=== SUPPLIED PASSAGE ===

It’s 3 a.m. and you’re still counting sheep. When was the last time you had eight hours of uninterrupted sleep at night? Do you still know how it feels to wake up and feel truly refreshed?
Quality sleep has become a luxury amid our fast-paced lifestyle. There’s just so much to do with too little time. Sleep deprivation, sadly, is the norm. Without a doubt, not getting enough sleep each night makes for a rough day and can spell disaster in the long run if it becomes habitual.
The Division of Sleep Medicine at Harvard Medical School warns that in the short term, insufficient sleep can “affect judgment, mood, ability to learn and retain information, and may increase the risk of serious accidents and injuries.” Long-term sleep deprivation has grimmer consequences—obesity, diabetes, cardiovascular disease and [gulp] premature death.
The repercussions of sleep deprivation go beyond irritability and sluggishness. A recent study suggests that seven nights of insufficient sleep can lead to more than 700 genetic changes.
Dr. Colin Smith, a professor at the University of Surrey, warns, “Clearly, sleep is critical to rebuilding the body and maintaining a functional state, all kinds of damage appear to occur. If we can’t actually replenish and replace new cells, then that’s going to lead to degenerative diseases.”
Quality sleep, like nutritious food and exercise, is a basic need of the body. The non-profit National Sleep Foundation recommends a sleep range of seven to nine hours for people aged 18 to 64 and seven to eight hours for older adults aged 65 years and older. If you’re not getting at least seven hours of shut-eye each night, it’s time to consider a lifestyle change and possibly make a visit to the doctor since some sleeping problems may suggest an underlying psychological or medical issue.

===

→ **EXERCISE SET**:
1 > Condense the paragraph of the sleep deprivation article that begins "Quality sleep, like nutritious food and exercise" into a shorter version that keeps its main facts.
2 > Retype the stretch of the sleep deprivation article from "The Division of" through "[gulp] premature death.".
3 > Write a continuation of the sleep deprivation article, picking up after its final sentence.

=== RECORDED DATA ===

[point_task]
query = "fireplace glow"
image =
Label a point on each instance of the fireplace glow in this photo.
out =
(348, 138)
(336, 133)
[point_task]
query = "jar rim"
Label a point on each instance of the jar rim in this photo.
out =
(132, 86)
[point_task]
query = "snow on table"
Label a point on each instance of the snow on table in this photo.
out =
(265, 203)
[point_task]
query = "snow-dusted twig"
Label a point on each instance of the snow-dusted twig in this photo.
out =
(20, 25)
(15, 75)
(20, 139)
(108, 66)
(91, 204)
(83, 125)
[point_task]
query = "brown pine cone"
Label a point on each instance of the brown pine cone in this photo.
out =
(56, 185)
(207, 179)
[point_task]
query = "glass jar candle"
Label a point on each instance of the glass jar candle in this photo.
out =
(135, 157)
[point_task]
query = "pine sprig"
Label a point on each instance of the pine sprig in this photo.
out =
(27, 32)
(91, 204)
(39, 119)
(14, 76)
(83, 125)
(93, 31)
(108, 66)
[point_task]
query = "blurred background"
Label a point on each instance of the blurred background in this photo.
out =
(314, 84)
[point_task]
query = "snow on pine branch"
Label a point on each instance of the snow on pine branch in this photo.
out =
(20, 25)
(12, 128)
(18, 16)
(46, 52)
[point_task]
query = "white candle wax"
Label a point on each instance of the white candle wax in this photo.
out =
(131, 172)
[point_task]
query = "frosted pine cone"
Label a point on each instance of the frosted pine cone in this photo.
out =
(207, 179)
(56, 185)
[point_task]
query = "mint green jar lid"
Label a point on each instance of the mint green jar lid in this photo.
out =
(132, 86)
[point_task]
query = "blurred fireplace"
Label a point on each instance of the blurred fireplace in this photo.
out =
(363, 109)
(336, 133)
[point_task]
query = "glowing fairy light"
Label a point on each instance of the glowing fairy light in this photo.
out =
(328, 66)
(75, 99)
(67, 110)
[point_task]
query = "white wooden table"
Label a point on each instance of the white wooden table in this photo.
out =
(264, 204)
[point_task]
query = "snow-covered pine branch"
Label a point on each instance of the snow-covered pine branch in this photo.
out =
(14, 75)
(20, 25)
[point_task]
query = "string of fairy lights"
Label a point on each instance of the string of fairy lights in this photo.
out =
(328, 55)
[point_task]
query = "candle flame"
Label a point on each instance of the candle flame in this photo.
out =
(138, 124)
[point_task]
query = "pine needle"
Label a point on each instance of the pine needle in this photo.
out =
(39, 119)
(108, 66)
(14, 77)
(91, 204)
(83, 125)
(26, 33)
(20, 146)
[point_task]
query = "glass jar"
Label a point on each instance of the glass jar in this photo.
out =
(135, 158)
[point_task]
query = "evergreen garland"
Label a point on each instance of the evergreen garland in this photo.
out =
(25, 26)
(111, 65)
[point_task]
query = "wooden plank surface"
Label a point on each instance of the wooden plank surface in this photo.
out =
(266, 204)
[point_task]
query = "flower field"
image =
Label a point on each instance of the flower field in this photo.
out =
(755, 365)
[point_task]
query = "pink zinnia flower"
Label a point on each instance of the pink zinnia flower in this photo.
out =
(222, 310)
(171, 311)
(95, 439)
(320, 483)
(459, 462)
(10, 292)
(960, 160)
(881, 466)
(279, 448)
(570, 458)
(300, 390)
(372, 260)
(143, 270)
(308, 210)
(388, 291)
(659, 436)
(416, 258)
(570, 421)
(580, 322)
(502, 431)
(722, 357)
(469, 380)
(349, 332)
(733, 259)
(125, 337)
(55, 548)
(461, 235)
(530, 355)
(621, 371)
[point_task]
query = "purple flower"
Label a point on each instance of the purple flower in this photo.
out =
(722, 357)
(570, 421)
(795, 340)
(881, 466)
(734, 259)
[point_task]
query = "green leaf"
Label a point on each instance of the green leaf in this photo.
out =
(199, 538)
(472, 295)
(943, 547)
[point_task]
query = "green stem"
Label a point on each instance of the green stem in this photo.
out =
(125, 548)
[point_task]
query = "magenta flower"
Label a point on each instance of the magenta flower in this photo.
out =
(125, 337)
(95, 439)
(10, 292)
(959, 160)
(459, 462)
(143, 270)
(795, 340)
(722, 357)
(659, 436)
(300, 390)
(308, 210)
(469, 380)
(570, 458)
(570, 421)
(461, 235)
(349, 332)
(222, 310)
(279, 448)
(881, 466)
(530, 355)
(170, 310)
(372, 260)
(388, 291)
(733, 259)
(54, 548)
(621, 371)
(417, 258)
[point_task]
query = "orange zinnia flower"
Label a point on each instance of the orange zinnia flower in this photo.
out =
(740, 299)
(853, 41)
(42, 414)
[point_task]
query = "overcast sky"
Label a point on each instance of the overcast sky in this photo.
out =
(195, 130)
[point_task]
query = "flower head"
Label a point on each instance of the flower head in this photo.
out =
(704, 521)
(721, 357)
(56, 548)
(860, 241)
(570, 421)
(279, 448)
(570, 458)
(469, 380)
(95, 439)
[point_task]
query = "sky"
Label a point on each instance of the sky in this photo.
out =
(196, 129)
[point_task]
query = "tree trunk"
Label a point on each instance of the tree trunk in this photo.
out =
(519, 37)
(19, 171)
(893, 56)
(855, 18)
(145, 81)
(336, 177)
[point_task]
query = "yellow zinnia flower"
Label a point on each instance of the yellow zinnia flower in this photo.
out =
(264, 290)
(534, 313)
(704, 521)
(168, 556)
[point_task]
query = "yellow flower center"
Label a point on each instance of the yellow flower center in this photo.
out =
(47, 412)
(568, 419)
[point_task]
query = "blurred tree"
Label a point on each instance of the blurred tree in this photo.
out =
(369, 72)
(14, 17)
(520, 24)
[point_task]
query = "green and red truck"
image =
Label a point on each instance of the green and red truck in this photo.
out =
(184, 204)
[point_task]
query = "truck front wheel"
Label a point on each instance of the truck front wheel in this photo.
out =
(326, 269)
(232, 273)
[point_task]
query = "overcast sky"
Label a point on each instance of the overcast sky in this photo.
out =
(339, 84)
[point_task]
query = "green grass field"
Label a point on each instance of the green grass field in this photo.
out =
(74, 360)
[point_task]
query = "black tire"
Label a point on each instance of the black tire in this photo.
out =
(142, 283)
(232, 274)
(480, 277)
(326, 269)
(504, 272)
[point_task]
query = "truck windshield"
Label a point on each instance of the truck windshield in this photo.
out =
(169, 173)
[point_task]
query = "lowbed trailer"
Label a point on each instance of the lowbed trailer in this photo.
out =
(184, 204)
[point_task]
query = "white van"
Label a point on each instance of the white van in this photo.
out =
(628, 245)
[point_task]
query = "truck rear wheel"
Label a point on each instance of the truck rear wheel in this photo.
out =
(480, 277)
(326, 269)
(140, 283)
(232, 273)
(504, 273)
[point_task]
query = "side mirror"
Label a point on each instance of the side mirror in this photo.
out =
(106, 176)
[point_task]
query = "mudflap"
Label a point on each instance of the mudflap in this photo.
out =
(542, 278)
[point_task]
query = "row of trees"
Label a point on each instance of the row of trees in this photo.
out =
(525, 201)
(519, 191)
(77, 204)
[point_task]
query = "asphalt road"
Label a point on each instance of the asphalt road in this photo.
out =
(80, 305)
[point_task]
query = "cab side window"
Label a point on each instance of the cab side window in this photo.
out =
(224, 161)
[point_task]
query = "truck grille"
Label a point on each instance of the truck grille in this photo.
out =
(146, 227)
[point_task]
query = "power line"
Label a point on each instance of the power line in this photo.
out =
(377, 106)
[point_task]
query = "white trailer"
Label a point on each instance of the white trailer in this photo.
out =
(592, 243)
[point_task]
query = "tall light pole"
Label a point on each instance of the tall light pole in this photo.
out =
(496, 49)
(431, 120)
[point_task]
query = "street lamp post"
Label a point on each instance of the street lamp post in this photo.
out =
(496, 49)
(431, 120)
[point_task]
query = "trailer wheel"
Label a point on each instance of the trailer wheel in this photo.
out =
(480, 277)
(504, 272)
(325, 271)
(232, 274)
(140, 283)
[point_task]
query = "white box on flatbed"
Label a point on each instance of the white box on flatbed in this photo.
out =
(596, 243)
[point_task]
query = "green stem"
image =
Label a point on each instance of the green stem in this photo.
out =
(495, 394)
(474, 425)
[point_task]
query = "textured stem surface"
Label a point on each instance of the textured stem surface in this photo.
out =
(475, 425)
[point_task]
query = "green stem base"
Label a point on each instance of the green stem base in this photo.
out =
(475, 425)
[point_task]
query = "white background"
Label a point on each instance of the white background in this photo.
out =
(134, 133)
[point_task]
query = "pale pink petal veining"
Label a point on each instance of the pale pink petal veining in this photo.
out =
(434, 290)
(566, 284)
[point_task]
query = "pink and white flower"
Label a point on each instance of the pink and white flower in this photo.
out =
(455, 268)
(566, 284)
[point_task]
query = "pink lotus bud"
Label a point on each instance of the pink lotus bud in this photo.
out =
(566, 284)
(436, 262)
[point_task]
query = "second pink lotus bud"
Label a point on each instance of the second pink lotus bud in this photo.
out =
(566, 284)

===

→ **SET OF ANSWERS**:
1 > Like nutritious food and exercise, quality sleep is a basic bodily need. The non-profit National Sleep Foundation recommends seven to nine hours for people aged 18 to 64 and seven to eight hours for adults 65 and older. Anyone sleeping less than seven hours a night should consider a lifestyle change and possibly see a doctor, since some sleeping problems may point to an underlying psychological or medical issue.

2 >
The Division of Sleep Medicine at Harvard Medical School warns that in the short term, insufficient sleep can “affect judgment, mood, ability to learn and retain information, and may increase the risk of serious accidents and injuries.” Long-term sleep deprivation has grimmer consequences—obesity, diabetes, cardiovascular disease and [gulp] premature death.

3 >
There are several natural ways to get back on a natural sleep cycle. Eating a balanced diet, exercising regularly, and regulating use of electronic gadgets is a great place to start. Studies have also shown that meditative activities such as yoga can help in getting a good night’s rest.
Here are some facts on how yoga can lead to a blissful slumber.
Yoga relaxes the nervous system
The nervous system is responsible for getting a restful sleep at night. An active nervous system is one of the primary impediments to catching the sleep wave.
Yoga, which involves posture and breathing exercises, increases blood flow to the brain’s sleep center. This helps calm the nervous system and normalize the body’s sleep cycle. Some recommended yoga poses to relax the nervous system include uttanasana, halasana, and savasana. Be warned, however, that certain types of yoga such as bhastrika pranayama and sudarshan kriya yoga must be avoided in late evenings as these boost the body’s energy levels, making it hard to fall asleep.
Yoga cuts down anxiety and stress
Stress is a public health concern. It may be taken as an expected consequence of modern living, but its hazards should not be taken lightly. Stress contributes to our increased risk in developing high blood pressure, cardiovascular diseases, cancer, and a myriad of other ailments.
According to a study by the Anxiety Disorders Association of America (ADAA), 70% of surveyed individuals who experience anxiety or stress daily confessed to having trouble sleeping. Moreover, 54% of the respondents said that their mental disorders increased anxiety about falling asleep at night.
Better sleeping because of yoga is attributed to the ability of meditative activities in quieting the mind. Putting ones focus on a single focal point provides an outlet to release energy blocks that may be causing stress. One simple solution for reducing sleep-related stress is to spend a few minutes before bed either taking a few relaxing yoga poses on the mat or in bed each night. Try it–it works!
Yoga rejuvenates the body
One of the important benefits of yoga is its rejuvenating effect on every aspect of life. It eliminates toxins and revitalizes the entire body down to the cellular level. The breathing exercises boost the body’s oxygen levels while relaxed stretching generally has a calming effect, which usually results in improved sleep patterns.
Toronto-based yoga teacher Darcie Clark says, “When you slow down and stay in a pose, you can feel different areas of the body that are tense and holding on from your day and gradually let that go as you sit and breathe through the pose.”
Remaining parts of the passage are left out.